**Provided passage:**
Rebuilding business in Kosovo

Reopened shop
Starting again: A reopened shop stands next door to a gutted building in Kosovo  
Köhler By Horst Köhler
Special to CNN Interactive
Köhler is president of the London-based European Bank for Reconstruction and Development (EBRD), established in 1991 to promote the transition of Eastern Europe and the former Soviet Union to a free enterprise economy.










(CNN) -- To get an idea of how difficult even the simple task of making a bank deposit can be in Kosovo, consider the case of Enver Gashi. Every month Mr. Gashi used to get in a car and haul the cash receipts from his small fashion store several hundred miles to a bank branch in Albania. Because of bad roads, snow and bandits, it was a dangerous way to do business.

After the conflict in 1999, Kosovo had no banks of its own. Then, in late January 2000, the EBRD and a host of international financial institutions, ranging from Commerzbank to the FMO in the Netherlands, launched the Micro Enterprise Bank (MEB). Now people such as Mr. Gashi can make deposits, take out loans, pay bills -- without having to navigate mountainous dirt roads.

Opening a bank is only one of the first steps in what will be a long process of rebuilding Kosovo. After 10 years of misrule by Belgrade, made worse by the recent conflict, the Kosovar economy has been reduced to little more than a barter system.

THE FUTURE

• Snatching Defeat from Victory?

• Rebuilding the Region

State-owned industrial plants remain at a near standstill, the banking system is a shell, and unemployment is widespread. Infrastructure, such as telecommunications, urgently needs upgrading.

Private investment crucial

The international community is committed to provide aid money. In the end, however, a sustainable reconstruction depends on the contributions of the private sector. The U.N. Mission in Kosovo (UNMIK) does its best to work on the necessary legal and administrative structures. But a host of unsolved problems makes life difficult for private investors.

Ownership issues and the need to establish a fair and transparent privatization process are holding up privatization of the province's large conglomerates. This means small businesses in the services and trading sectors are the only ones able to lead the recovery.

**Entries:**
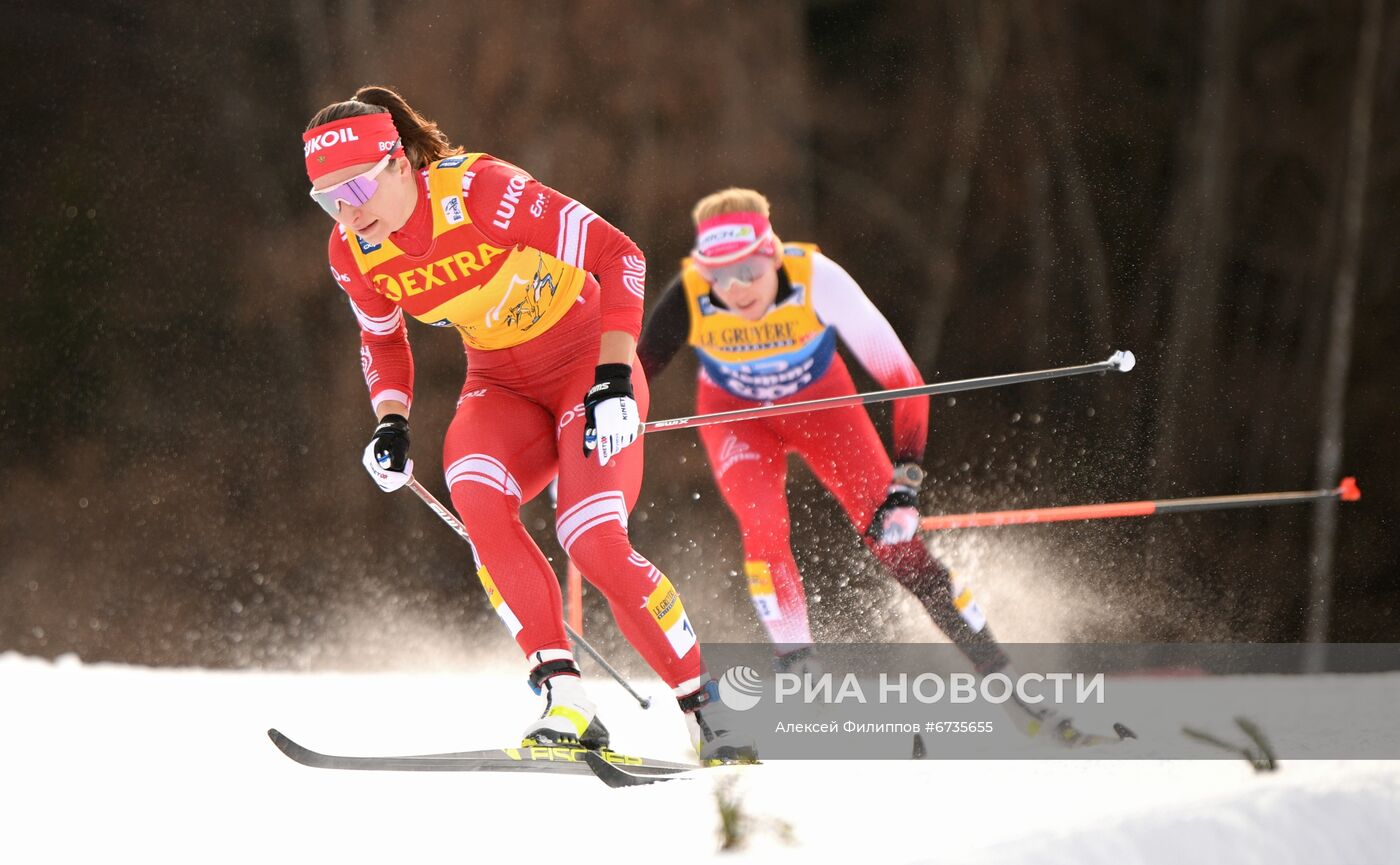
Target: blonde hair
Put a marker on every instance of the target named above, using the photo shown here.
* * *
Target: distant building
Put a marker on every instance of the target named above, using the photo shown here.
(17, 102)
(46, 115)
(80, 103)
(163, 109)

**Task:** In the Kosovo article, when was the Micro Enterprise Bank launched? The items are separate material, unrelated to the Kosovo article.

**Exercise output:** In late January 2000.